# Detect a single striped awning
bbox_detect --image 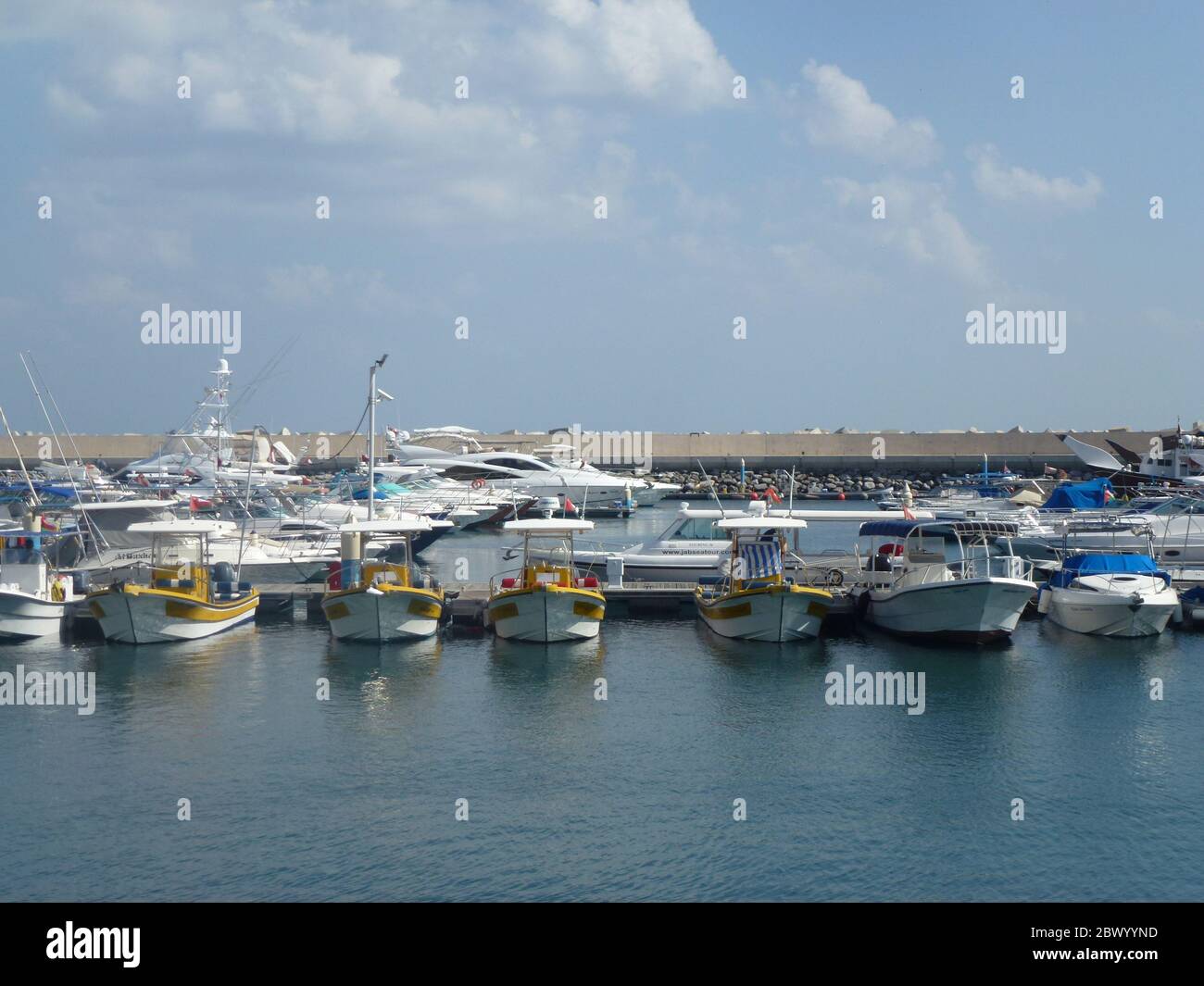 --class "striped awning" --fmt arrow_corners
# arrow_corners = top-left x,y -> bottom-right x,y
739,540 -> 782,579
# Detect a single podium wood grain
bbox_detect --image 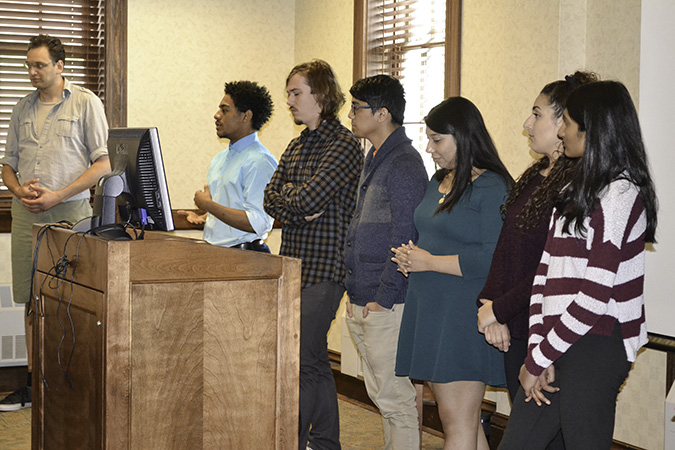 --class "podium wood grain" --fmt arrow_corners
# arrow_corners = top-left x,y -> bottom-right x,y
33,227 -> 300,450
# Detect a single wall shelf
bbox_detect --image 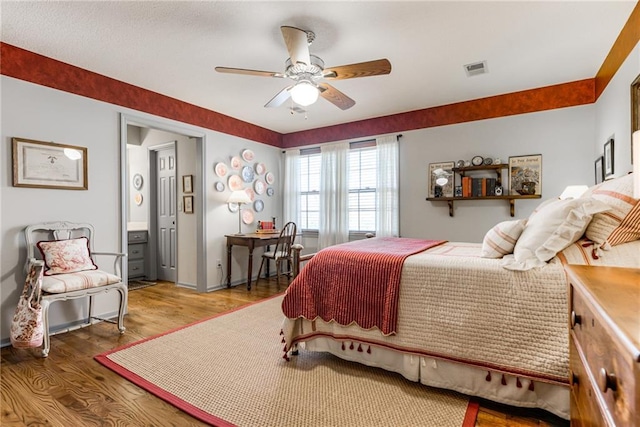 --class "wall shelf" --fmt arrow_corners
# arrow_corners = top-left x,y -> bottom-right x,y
427,163 -> 542,217
427,194 -> 541,216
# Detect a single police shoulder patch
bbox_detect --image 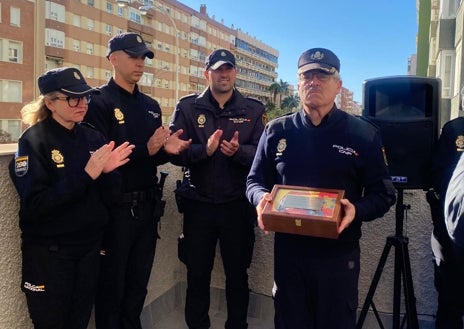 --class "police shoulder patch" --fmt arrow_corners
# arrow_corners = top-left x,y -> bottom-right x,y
15,155 -> 29,177
245,96 -> 263,105
179,93 -> 198,101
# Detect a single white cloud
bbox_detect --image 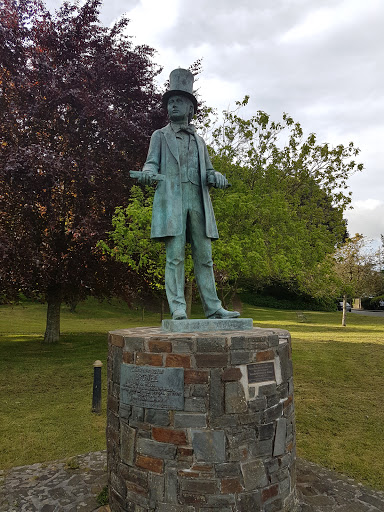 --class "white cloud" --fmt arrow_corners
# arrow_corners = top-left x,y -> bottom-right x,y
346,199 -> 384,241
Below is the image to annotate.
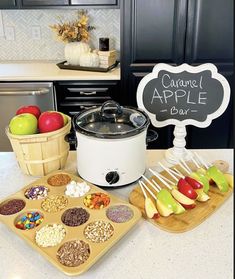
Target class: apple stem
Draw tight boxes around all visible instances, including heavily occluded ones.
[149,168,174,190]
[180,159,192,174]
[179,162,190,174]
[140,181,157,200]
[169,167,185,178]
[186,149,200,169]
[152,179,162,191]
[139,181,147,199]
[158,162,178,182]
[142,174,159,192]
[194,151,209,169]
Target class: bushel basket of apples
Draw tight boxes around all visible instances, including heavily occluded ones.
[6,105,71,176]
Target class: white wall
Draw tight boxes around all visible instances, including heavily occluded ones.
[0,9,120,61]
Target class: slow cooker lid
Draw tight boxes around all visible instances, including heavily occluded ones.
[74,101,149,138]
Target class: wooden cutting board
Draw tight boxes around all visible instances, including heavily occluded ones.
[129,172,233,233]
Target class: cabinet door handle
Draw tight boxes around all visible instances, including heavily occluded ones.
[0,88,50,96]
[80,91,96,96]
[80,106,97,109]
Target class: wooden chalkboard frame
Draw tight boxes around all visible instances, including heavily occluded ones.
[137,63,230,128]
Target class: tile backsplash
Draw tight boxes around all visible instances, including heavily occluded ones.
[0,9,120,61]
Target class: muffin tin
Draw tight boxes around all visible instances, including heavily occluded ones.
[0,171,141,275]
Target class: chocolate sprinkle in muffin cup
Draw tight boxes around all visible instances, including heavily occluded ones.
[56,240,90,267]
[106,205,134,223]
[84,221,114,243]
[0,199,25,215]
[24,185,49,200]
[41,195,68,213]
[61,207,90,227]
[47,173,71,186]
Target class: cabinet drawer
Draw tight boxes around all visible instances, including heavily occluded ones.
[59,97,111,116]
[56,81,118,101]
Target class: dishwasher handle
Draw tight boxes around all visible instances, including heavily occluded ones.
[0,88,50,96]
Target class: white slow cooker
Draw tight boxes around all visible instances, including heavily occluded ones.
[73,101,154,187]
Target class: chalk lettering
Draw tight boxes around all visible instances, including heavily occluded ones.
[170,106,189,115]
[175,89,186,104]
[161,74,201,88]
[163,90,173,104]
[187,91,196,105]
[151,88,163,104]
[198,92,207,105]
[199,76,202,89]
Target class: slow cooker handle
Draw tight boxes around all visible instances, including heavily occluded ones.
[64,132,77,149]
[146,129,158,145]
[100,100,123,118]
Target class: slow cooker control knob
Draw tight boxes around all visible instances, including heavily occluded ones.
[105,171,119,185]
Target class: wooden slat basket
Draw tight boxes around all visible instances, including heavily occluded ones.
[6,117,71,176]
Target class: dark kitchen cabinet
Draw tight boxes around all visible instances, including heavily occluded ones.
[0,0,18,9]
[0,0,120,9]
[54,80,120,149]
[21,0,69,8]
[119,0,233,148]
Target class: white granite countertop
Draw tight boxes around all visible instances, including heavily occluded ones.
[0,61,120,81]
[0,149,233,279]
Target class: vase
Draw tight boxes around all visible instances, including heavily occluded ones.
[64,42,90,65]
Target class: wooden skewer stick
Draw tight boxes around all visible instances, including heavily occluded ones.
[180,159,192,173]
[149,168,174,190]
[194,151,209,169]
[139,181,148,199]
[139,181,157,200]
[152,179,162,191]
[174,167,184,178]
[179,163,190,174]
[186,149,200,169]
[142,174,159,192]
[158,162,178,182]
[169,168,184,178]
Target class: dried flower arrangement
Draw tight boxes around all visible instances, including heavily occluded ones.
[49,10,95,43]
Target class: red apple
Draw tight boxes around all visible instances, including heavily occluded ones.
[184,176,203,189]
[16,105,41,119]
[177,178,197,200]
[38,111,64,133]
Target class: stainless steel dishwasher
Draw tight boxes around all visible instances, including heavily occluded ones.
[0,82,55,151]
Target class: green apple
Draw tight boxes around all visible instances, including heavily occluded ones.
[157,189,184,214]
[195,189,210,202]
[224,173,233,188]
[207,166,229,192]
[9,113,38,135]
[190,172,210,193]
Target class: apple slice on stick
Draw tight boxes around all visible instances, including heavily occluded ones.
[142,179,173,217]
[139,181,160,219]
[149,169,196,209]
[194,152,229,192]
[174,165,210,202]
[141,176,185,214]
[159,162,198,200]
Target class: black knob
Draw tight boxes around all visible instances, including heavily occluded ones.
[105,171,119,184]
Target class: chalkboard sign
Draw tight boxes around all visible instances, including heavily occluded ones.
[137,63,230,127]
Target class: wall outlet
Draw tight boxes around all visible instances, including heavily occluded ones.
[31,25,41,40]
[5,26,15,41]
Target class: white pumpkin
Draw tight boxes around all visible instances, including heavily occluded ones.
[80,52,100,67]
[64,42,90,65]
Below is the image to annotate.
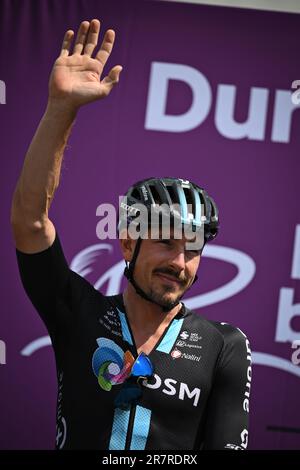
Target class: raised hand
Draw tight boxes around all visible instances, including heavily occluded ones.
[49,19,122,109]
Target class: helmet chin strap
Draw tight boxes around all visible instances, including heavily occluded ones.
[124,238,198,312]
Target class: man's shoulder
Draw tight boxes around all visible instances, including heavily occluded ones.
[187,309,247,344]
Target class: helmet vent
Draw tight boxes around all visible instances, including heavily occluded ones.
[183,188,196,218]
[149,184,161,204]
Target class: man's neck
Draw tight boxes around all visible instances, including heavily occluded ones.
[123,284,181,334]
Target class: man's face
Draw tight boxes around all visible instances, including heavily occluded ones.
[127,229,200,308]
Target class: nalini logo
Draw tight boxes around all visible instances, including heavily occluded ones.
[180,331,189,339]
[92,338,134,392]
[171,349,182,359]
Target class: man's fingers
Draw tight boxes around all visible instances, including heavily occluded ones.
[95,29,115,67]
[60,29,74,56]
[74,21,90,54]
[83,20,101,56]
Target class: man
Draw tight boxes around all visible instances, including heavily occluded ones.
[11,20,251,450]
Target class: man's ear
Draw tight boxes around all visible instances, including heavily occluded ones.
[120,235,136,262]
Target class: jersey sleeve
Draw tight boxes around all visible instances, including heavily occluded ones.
[203,324,251,450]
[16,232,89,339]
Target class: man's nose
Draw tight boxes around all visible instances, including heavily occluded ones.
[170,250,185,271]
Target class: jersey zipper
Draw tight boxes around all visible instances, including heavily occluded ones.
[125,405,136,450]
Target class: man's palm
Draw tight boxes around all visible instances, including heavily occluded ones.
[49,20,122,107]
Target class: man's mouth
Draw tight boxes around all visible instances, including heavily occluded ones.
[155,272,182,286]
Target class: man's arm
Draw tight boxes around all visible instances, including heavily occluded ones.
[203,324,251,450]
[11,20,122,253]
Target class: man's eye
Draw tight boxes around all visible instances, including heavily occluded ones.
[159,239,171,245]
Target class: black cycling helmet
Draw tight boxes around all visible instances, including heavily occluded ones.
[118,177,219,311]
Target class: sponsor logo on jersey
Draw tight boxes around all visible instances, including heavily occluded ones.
[179,331,202,342]
[171,348,201,362]
[99,310,122,337]
[143,374,201,406]
[180,331,189,339]
[176,340,202,349]
[171,349,182,359]
[92,338,133,392]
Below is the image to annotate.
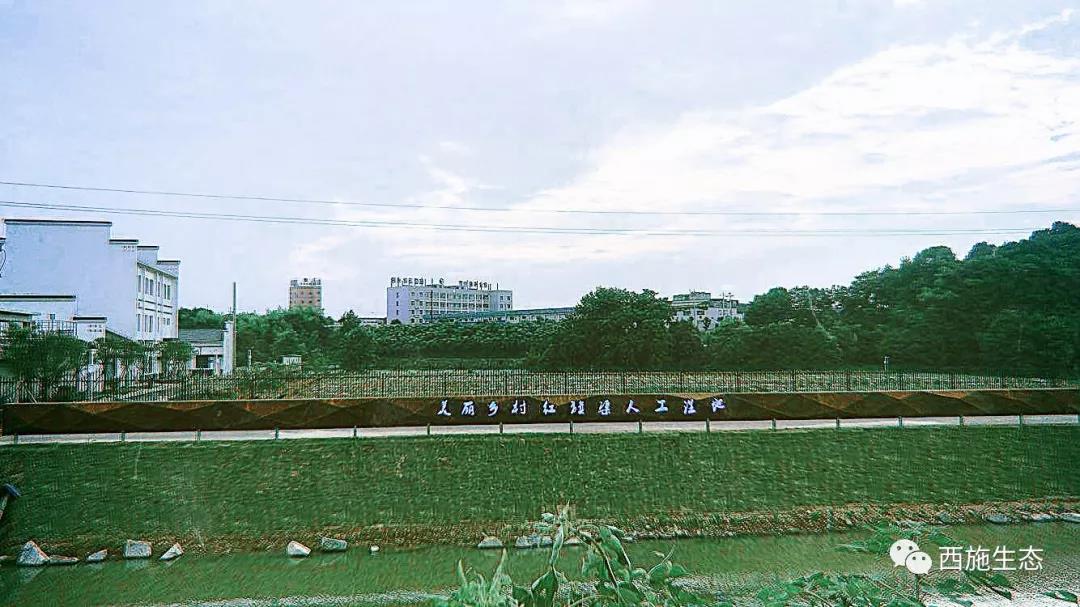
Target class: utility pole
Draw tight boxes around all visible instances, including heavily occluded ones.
[229,281,237,367]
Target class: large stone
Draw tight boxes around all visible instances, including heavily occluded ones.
[161,543,184,561]
[124,540,153,558]
[285,541,311,556]
[1024,512,1057,523]
[476,536,502,550]
[937,512,963,525]
[15,541,49,567]
[514,536,540,549]
[319,538,349,552]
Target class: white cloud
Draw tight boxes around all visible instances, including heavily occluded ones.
[289,13,1080,268]
[541,0,648,26]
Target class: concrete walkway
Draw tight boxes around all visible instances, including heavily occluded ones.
[0,415,1080,446]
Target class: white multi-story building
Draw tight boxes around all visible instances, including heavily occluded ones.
[671,291,743,331]
[0,219,180,341]
[423,308,573,323]
[288,279,323,310]
[387,276,514,324]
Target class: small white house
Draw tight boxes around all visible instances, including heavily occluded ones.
[178,321,234,375]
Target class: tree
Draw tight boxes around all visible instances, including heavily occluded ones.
[176,308,226,328]
[158,339,194,376]
[3,328,87,400]
[540,287,672,369]
[94,336,149,379]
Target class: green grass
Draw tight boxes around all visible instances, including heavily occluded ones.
[0,426,1080,552]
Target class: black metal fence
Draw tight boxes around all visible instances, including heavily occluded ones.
[0,369,1080,403]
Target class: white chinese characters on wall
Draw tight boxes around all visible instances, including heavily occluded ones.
[435,396,727,419]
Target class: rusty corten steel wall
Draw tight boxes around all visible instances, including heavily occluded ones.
[0,389,1080,434]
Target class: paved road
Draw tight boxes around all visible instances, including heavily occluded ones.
[0,415,1080,446]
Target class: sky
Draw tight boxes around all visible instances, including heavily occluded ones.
[0,0,1080,316]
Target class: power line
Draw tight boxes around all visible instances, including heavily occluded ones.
[0,181,1080,217]
[0,200,1040,238]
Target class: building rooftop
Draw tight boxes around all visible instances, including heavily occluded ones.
[177,328,225,343]
[3,218,112,226]
[0,293,75,301]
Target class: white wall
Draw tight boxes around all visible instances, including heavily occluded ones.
[0,220,179,340]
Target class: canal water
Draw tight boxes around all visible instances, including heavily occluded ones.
[0,523,1080,607]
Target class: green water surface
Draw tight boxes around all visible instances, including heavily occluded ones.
[0,523,1080,607]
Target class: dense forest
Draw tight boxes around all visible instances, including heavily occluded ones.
[179,222,1080,375]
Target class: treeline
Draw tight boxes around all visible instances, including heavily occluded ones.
[179,222,1080,375]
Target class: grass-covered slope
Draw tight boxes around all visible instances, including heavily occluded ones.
[0,426,1080,552]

• The task: Please set out the entries as a numbered list, leaving out blank lines, starting at the line that contains "Target class: wooden slat basket" and stopping after the line that contains "[0,82,55,151]". Include only those lines.

• Answer to this task:
1. Target class: wooden slat basket
2. Draw tight boxes around all visible instances, including heavily occluded ones.
3. [6,117,71,176]
4. Target class: dark kitchen cabinet
5. Draw tight boxes around all visible instances, including heavily occluded ones.
6. [0,0,18,9]
7. [0,0,120,9]
8. [54,80,120,149]
9. [21,0,69,8]
10. [119,0,233,148]
11. Target class: white granite countertop
12. Draw tight boxes around all visible instances, including heavily occluded ones.
13. [0,61,120,81]
14. [0,149,233,279]
15. Target class: vase
16. Draw tight boxes around all visible instances, including heavily occluded ones.
17. [64,42,90,65]
18. Target class: wooden skewer stick
19. Draw tight boxes around all visible instances, including heavily occluded ones.
20. [180,159,192,173]
21. [149,168,174,190]
22. [194,151,209,169]
23. [139,181,148,199]
24. [139,181,157,200]
25. [152,179,162,191]
26. [174,167,184,178]
27. [179,163,190,174]
28. [186,149,200,169]
29. [142,174,159,192]
30. [158,162,178,182]
31. [169,168,184,178]
32. Target class: dried flower arrangement
33. Draw tight boxes around all visible instances, including heavily occluded ones.
34. [49,10,95,43]
35. Target class: red apple
36. Draw tight boxes around all visible instances, including heavily occluded ones.
37. [184,176,203,189]
38. [16,105,41,119]
39. [177,178,197,200]
40. [38,111,64,133]
41. Target class: stainless steel dishwasher
42. Draw tight boxes around all visible instances, including heavily occluded ones.
43. [0,82,55,151]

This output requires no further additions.